The required result is the number of lines below that hold the word "where", stated without anything else.

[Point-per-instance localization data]
☆ ☆ ☆
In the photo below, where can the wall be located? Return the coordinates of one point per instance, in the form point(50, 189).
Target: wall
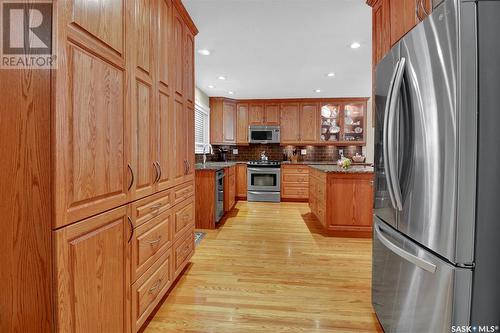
point(277, 152)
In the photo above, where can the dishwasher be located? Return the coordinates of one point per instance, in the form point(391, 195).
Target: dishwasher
point(219, 195)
☆ ☆ ☆
*RESPONSE AREA*:
2